Dataset entries:
◇ ◇ ◇

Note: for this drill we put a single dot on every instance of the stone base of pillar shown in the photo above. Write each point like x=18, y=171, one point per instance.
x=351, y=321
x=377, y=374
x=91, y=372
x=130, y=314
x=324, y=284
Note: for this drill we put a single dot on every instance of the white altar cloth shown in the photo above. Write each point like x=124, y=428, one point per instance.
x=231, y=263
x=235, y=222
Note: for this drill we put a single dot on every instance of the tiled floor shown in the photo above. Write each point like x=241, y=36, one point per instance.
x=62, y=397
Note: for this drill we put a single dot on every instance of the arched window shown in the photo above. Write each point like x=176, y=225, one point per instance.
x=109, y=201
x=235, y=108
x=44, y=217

◇ ◇ ◇

§ **What the task asks**: Return exactly what appears in the records from the line with "y=428, one point per instance." through the final line, and nothing else.

§ **Solution to this problem**:
Note: for this drill we put a single dot on every instance of the white altar cloth shown in the photo above. Write each point like x=124, y=428, one point per instance.
x=231, y=263
x=235, y=222
Note: for this drill we put a single dot on every instance of the tiled floor shown in the photo above. Write each point like x=241, y=36, one point per instance.
x=62, y=397
Note: for this drill we put a single dot on every instance of the arched window shown in the photo above. Write each point like x=176, y=225, one point per instance.
x=109, y=201
x=235, y=108
x=44, y=217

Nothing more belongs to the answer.